▶ **How to complete this task**
Decide whether each statement below agrees with the article on the meningitis outbreak bankruptcy objections. Answer yes or no, and quote the words from the article that settle it. 1. The outbreak sickened 778 patients. 2. The clinics want to delay compensation to victims. 3. The hearing on the disclosure statement is set for Wednesday.

By Walter F. Roche Jr.
The Saint Thomas Outpatient Neurosurgical Center and other Tennessee clinics have joined health care providers in several other states in filing objections to a disclosure statement filed in the bankruptcy case of the company blamed for a nationwide fungal meningitis outbreak.
In papers filed this week in U.S. Bankruptcy Court in Massachusetts, lawyers for the clinics cited a lack of information in the disclosure documents filed late last year. The objections were filed in the pending case of the New England Compounding Center.
"The lack of information is particularly troubling in light of the fact that at least some of the released parties apparently retained $18 million after settling with the Chapter 11 trustee," the objection states.
Cited in the filing was the fact that the underlying agreement will release from further responsibility various entities controlled by the owners of NECC.
The filing makes clear that while they are filing objections, the clinics do not want to delay the granting of compensation to victims.
Similar objections to the disclosure statement have been filed by other health care providers who are being sued by patients who were sickened after being injected with a fungus tainted spinal steroid shipped from NECC to health care providers across the country.
The U.S. Trustee also has filed objections to the disclosure on similar grounds.
A limited objection also was filed by lawyers for Tennessee victims of the outbreak which sickened 778 patients, 76 of whom died. State and federal regulators concluded that NECC was responsible for the outbreak.
A hearing on the disclosure statement is scheduled for Tuesday.

Recorded data

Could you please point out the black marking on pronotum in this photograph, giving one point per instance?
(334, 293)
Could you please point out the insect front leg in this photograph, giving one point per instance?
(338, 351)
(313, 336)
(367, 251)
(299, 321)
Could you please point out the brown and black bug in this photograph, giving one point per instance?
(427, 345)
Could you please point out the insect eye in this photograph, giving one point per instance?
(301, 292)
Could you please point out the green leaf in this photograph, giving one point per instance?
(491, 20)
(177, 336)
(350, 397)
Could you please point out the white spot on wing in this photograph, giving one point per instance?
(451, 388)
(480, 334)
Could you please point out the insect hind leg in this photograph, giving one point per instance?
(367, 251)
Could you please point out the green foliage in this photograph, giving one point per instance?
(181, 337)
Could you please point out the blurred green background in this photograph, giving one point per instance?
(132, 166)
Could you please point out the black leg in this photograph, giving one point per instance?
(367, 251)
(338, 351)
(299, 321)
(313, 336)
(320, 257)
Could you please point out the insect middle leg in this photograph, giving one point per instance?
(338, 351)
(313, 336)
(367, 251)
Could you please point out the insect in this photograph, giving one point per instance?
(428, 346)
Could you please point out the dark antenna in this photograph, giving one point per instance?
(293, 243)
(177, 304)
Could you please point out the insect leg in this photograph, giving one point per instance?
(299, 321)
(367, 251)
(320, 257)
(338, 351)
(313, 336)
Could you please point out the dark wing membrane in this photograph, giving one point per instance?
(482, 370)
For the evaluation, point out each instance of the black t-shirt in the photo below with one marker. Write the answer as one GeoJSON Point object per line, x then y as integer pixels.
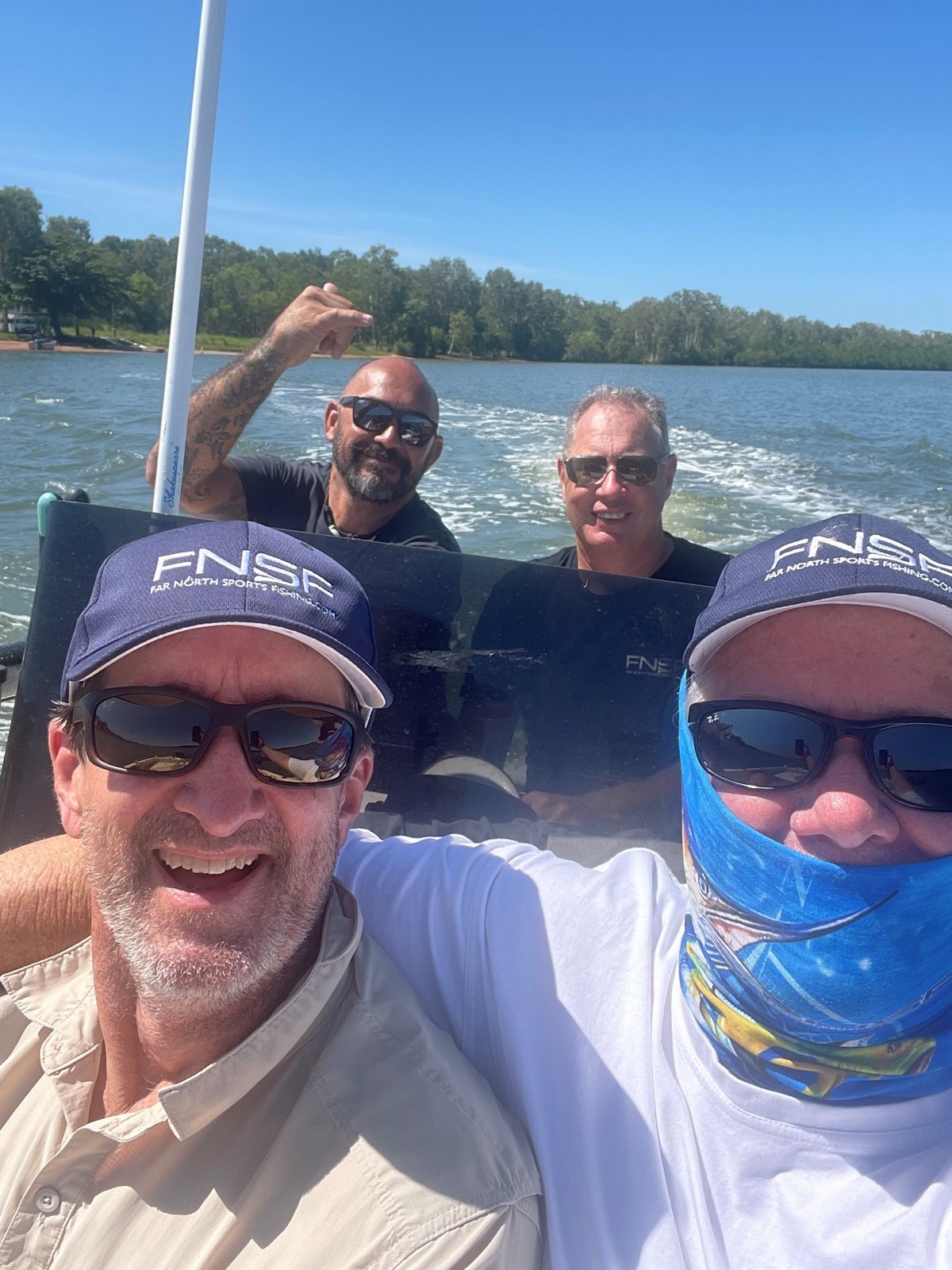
{"type": "Point", "coordinates": [613, 723]}
{"type": "Point", "coordinates": [291, 495]}
{"type": "Point", "coordinates": [689, 562]}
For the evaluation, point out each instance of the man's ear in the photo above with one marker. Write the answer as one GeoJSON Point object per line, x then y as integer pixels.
{"type": "Point", "coordinates": [332, 414]}
{"type": "Point", "coordinates": [67, 779]}
{"type": "Point", "coordinates": [355, 787]}
{"type": "Point", "coordinates": [436, 451]}
{"type": "Point", "coordinates": [670, 475]}
{"type": "Point", "coordinates": [562, 476]}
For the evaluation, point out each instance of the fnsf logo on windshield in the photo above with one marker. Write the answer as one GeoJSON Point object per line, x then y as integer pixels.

▶ **Result for this exercise**
1. Yes: "which sickened 778 patients, 76 of whom died."
2. No: "the clinics do not want to delay the granting of compensation to victims."
3. No: "A hearing on the disclosure statement is scheduled for Tuesday."